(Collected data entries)
----

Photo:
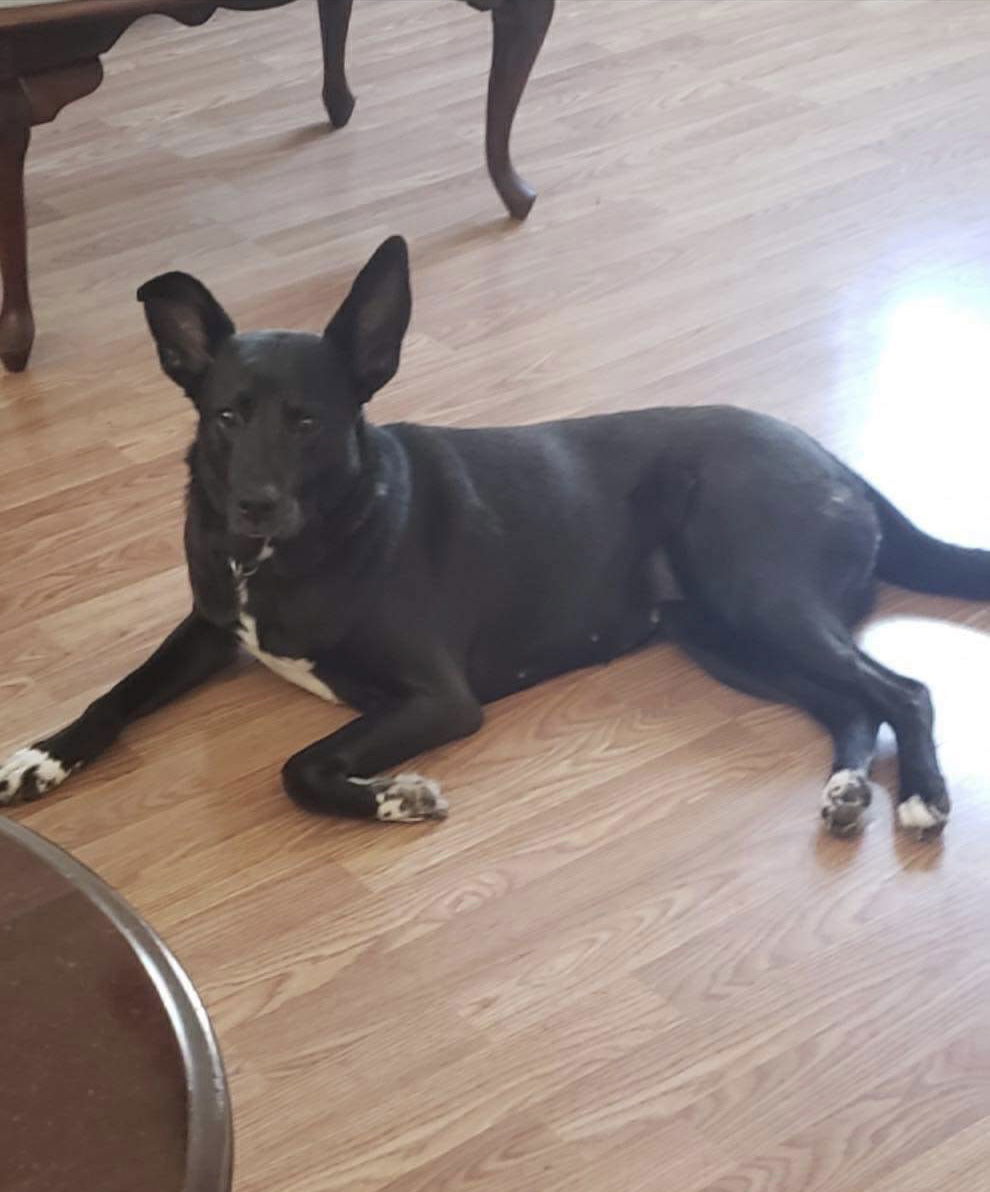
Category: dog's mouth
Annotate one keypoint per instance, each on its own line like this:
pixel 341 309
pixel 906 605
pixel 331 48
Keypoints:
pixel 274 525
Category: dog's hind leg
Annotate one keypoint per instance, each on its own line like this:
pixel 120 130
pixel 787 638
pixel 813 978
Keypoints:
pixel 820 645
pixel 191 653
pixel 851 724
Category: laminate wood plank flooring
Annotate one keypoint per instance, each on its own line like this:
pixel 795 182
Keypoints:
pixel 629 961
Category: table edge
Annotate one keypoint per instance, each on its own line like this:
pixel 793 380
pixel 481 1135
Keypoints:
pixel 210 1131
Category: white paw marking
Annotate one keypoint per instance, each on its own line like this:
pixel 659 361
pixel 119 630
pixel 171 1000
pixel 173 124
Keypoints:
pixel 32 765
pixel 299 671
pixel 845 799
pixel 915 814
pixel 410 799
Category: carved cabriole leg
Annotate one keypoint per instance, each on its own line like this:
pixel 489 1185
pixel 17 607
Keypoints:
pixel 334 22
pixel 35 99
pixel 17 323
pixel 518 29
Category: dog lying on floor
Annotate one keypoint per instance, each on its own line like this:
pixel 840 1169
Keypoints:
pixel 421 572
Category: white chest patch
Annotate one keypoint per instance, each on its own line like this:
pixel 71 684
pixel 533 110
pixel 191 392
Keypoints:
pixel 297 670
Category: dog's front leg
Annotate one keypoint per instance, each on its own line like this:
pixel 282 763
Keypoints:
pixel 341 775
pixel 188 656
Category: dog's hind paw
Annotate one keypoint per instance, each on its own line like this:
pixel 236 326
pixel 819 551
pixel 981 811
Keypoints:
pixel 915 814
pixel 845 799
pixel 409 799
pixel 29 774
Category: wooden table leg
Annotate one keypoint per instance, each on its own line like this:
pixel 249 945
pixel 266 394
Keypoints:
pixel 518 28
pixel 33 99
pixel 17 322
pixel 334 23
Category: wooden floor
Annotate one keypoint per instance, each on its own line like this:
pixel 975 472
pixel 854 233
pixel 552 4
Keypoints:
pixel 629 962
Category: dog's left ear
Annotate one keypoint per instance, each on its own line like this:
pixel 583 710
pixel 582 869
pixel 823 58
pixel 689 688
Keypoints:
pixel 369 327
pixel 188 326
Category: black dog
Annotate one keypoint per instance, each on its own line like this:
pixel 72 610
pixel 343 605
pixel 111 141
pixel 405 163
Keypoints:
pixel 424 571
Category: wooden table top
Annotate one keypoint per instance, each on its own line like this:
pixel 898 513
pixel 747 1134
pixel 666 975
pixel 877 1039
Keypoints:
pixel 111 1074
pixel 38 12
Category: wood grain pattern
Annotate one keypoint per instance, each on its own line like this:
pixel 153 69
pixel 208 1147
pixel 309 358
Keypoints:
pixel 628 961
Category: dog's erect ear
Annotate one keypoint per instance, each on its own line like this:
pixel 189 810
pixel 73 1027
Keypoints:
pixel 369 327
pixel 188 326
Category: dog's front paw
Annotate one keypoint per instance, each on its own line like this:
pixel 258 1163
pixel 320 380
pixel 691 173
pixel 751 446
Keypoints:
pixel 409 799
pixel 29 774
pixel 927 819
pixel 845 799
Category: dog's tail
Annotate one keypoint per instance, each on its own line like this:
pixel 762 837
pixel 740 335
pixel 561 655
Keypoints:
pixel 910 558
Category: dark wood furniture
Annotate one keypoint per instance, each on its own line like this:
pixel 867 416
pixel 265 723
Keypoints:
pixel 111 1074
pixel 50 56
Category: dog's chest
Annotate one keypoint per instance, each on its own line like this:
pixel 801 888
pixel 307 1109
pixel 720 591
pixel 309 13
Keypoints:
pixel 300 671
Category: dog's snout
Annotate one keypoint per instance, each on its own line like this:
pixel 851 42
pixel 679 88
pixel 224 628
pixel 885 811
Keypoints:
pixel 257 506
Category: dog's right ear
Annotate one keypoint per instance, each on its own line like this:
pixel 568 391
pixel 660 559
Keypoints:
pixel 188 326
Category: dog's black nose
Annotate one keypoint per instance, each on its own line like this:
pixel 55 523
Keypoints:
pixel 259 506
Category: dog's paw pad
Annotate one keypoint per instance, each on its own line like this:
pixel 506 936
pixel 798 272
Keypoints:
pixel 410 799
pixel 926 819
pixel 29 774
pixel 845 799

----

### What is needed
After locating the line with "pixel 679 88" above, return that line and every later line through the one with "pixel 798 272", word for word and with nothing else.

### Answer for this exercise
pixel 679 88
pixel 224 628
pixel 885 811
Keypoints:
pixel 257 506
Category: dog's right ear
Annotate one keypoint per instance, each on its own line like this:
pixel 568 391
pixel 660 559
Keypoints:
pixel 188 326
Category: dog's black nose
Annotate one keypoint per instance, each on its own line like this:
pixel 55 523
Keypoints:
pixel 259 506
Category: dog's paw pad
Annotate one keypoint per instance, each on its own line like this:
pixel 506 936
pixel 798 272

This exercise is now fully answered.